DIRECTIONS: Scan the entries for lines with "right" and say how many there are, with nothing more.

RECORDS PROVIDED:
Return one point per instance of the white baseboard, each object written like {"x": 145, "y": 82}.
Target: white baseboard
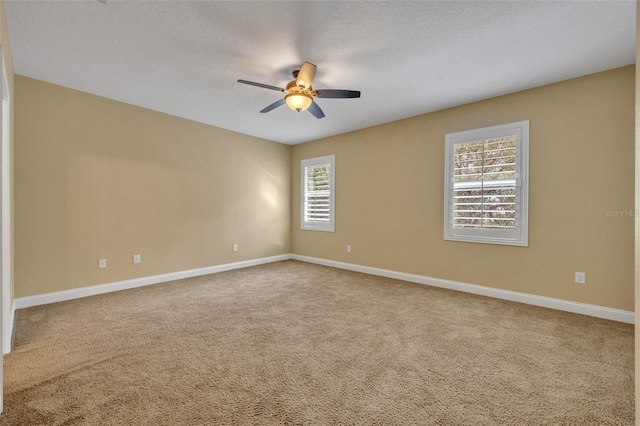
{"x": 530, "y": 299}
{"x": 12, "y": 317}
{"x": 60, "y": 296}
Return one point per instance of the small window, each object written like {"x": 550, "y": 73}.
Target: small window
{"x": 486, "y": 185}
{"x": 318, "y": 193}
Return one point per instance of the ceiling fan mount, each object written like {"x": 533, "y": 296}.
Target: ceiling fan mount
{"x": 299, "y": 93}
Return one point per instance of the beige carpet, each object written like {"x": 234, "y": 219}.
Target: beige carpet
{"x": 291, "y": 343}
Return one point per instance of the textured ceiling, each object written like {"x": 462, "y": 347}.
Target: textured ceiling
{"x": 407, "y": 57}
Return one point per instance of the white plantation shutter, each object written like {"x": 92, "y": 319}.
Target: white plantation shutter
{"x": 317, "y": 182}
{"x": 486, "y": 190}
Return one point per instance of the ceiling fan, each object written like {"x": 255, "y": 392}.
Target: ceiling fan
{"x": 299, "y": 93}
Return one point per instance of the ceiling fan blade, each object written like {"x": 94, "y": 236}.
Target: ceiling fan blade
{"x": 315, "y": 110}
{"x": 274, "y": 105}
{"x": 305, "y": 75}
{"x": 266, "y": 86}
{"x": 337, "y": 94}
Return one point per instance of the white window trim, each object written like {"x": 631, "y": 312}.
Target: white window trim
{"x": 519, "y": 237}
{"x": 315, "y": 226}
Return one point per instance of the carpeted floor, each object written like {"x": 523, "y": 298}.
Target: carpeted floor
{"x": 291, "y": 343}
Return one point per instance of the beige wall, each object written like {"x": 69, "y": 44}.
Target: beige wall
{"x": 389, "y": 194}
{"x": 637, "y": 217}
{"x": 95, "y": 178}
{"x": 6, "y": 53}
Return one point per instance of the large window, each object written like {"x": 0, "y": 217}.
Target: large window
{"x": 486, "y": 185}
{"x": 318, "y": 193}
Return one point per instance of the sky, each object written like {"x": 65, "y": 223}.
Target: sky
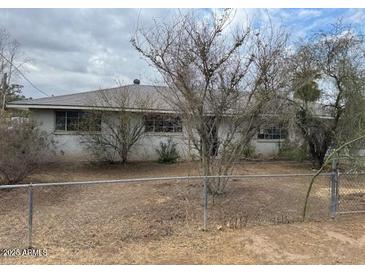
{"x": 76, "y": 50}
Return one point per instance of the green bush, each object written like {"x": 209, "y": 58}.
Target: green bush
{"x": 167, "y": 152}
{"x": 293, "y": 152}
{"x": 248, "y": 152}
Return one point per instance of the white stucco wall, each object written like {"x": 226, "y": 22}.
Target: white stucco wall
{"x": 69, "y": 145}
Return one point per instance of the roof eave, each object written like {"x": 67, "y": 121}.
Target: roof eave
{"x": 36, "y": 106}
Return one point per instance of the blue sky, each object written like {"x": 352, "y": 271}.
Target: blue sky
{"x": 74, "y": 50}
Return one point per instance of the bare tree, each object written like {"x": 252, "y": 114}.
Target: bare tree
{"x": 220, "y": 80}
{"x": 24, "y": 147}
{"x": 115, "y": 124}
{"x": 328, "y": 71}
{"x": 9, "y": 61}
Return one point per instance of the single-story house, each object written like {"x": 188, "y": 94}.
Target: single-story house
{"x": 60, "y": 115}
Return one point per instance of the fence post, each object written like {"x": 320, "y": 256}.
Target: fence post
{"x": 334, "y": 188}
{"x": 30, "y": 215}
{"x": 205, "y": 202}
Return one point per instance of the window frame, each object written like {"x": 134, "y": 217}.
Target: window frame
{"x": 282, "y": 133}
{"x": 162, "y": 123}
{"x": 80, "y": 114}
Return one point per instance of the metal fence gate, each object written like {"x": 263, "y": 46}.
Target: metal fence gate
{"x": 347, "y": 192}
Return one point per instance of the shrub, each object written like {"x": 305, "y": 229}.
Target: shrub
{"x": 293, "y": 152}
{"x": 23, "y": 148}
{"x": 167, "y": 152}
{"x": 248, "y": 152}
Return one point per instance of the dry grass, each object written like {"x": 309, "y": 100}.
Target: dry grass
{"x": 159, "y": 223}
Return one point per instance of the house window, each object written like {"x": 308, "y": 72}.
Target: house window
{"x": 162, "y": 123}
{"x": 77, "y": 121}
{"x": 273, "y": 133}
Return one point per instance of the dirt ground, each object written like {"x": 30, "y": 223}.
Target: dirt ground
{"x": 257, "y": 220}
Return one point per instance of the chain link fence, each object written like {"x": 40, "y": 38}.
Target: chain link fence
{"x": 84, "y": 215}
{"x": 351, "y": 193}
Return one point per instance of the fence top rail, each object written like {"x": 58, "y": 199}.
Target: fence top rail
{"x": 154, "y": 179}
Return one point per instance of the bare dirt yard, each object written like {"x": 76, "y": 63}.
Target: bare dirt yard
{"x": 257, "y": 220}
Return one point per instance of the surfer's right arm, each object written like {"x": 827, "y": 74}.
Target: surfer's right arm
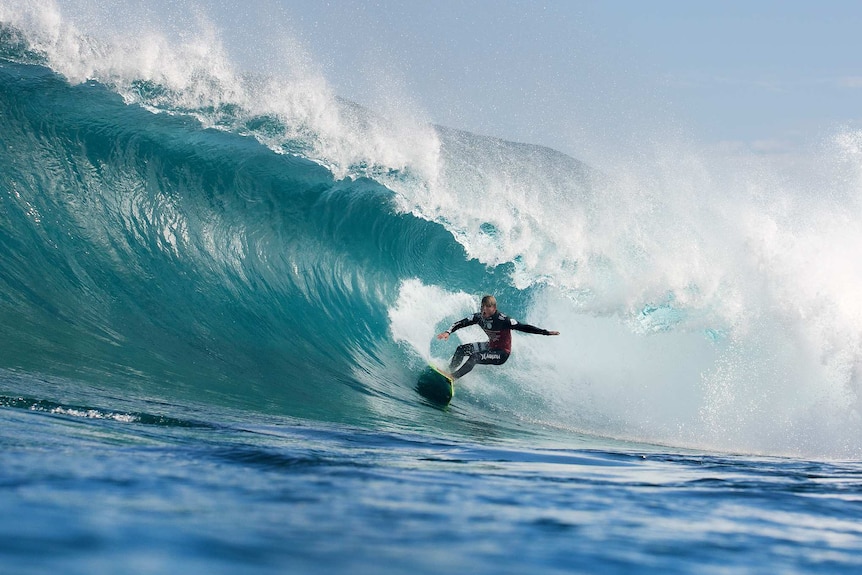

FINISHED TASK: 2